## What the task asks
Pick out each line of the records containing the word "bucket" and copy those lines.

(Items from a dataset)
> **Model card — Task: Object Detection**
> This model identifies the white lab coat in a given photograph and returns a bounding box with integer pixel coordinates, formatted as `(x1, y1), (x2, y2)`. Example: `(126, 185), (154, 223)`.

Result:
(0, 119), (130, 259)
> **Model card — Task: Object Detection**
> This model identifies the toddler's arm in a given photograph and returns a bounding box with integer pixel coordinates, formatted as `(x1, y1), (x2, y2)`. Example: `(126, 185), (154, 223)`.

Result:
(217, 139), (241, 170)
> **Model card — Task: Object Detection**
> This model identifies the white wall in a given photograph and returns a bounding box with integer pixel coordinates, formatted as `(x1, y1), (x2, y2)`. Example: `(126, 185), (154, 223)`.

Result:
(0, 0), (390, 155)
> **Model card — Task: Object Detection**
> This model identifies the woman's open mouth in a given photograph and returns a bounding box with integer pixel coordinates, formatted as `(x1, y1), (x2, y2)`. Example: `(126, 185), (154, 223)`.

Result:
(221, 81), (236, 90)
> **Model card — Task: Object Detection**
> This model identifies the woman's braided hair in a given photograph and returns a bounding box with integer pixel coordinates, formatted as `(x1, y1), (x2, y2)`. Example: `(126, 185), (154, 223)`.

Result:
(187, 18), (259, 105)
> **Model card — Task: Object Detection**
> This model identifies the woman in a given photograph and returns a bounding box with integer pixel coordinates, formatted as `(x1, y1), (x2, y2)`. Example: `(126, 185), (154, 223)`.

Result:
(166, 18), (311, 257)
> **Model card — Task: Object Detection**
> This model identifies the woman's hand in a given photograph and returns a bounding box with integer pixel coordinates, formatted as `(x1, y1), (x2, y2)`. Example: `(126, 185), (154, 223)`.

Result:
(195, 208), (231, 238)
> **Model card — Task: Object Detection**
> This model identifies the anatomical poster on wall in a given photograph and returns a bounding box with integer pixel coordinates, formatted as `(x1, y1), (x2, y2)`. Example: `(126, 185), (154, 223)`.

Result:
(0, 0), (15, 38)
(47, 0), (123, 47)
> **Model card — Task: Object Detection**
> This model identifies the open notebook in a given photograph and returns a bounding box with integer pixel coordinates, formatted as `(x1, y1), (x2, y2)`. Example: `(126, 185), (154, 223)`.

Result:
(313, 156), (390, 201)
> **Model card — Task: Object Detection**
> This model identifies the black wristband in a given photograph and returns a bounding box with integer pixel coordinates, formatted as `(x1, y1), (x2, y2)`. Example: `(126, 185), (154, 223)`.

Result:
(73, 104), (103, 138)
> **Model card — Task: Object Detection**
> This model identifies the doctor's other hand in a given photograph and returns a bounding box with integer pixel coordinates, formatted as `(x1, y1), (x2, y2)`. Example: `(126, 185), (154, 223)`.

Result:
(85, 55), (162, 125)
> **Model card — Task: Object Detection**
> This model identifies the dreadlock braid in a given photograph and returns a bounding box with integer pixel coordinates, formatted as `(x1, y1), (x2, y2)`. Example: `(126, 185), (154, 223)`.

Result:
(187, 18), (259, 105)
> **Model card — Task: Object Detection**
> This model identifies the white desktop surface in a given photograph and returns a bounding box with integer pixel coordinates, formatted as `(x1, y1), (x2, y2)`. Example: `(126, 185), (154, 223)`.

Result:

==

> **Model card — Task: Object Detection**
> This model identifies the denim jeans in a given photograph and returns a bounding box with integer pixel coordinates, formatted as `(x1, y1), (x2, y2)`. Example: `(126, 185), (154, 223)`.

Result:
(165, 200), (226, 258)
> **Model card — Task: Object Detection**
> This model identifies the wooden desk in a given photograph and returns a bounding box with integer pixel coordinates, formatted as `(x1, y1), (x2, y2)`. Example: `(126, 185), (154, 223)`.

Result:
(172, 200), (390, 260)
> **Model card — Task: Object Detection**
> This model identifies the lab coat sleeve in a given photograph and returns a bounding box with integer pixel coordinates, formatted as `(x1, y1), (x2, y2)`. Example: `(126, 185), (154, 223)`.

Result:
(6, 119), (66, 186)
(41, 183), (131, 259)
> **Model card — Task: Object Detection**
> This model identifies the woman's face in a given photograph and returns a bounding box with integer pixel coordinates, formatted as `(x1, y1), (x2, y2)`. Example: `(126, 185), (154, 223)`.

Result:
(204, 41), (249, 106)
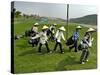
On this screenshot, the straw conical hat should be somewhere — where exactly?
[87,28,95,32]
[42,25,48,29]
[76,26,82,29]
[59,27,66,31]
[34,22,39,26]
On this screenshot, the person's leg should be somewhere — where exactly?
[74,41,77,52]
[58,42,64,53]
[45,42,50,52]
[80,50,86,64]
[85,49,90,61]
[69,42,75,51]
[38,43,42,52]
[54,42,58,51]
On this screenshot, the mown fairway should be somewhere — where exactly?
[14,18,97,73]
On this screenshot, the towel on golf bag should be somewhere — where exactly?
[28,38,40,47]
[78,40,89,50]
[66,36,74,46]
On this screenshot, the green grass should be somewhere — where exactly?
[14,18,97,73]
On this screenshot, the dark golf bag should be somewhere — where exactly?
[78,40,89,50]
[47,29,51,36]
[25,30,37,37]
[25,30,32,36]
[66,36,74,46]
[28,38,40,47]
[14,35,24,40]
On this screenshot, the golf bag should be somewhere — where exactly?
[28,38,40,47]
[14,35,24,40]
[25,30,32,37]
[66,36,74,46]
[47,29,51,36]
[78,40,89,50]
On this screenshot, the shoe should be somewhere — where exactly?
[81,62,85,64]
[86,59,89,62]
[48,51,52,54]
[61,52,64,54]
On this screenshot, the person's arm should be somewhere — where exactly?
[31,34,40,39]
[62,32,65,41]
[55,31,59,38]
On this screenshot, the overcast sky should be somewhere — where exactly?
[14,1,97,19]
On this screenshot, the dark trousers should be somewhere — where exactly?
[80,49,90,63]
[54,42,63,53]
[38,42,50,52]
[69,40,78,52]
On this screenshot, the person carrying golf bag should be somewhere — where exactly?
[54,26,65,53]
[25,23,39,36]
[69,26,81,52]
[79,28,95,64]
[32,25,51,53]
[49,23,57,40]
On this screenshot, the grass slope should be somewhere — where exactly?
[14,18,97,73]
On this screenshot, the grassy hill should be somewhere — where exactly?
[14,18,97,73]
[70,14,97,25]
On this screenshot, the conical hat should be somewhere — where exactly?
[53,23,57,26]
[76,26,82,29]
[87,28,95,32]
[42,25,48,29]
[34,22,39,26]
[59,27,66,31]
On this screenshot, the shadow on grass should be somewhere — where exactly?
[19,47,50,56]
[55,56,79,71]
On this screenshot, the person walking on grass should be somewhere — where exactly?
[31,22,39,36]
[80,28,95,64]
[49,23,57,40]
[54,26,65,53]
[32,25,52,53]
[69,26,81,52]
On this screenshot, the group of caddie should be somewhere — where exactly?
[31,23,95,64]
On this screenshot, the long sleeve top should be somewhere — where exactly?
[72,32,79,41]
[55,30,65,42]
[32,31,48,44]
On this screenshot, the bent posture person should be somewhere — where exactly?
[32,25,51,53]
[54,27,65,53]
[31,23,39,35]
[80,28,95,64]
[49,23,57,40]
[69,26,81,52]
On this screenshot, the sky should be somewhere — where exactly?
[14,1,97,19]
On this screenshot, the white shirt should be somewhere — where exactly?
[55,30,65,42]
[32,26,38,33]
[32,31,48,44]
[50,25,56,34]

==

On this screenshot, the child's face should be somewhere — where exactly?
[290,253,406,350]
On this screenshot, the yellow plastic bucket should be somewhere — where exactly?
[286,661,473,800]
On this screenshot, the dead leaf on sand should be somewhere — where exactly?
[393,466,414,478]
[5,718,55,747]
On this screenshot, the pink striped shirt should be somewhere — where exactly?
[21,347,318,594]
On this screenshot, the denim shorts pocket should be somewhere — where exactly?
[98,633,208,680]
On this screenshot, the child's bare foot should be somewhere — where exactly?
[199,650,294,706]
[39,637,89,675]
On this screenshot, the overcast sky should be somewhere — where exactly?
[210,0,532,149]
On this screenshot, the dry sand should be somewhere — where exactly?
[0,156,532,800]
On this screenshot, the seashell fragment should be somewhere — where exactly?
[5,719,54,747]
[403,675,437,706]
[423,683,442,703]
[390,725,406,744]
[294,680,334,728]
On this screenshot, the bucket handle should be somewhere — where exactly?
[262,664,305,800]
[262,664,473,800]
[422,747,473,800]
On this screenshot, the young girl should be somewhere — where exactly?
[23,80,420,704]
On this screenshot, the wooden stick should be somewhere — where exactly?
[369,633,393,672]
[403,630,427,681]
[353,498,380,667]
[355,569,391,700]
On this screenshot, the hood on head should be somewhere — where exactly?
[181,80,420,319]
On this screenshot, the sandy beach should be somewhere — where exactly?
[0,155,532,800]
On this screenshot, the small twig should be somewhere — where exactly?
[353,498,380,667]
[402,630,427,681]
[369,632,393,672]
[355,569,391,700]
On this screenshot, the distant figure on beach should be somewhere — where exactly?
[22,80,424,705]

## Complete output
On this screenshot, the yellow plastic bucket should be somewhere — where exactly?
On this screenshot, the bucket handle should be somewhere — where exactly?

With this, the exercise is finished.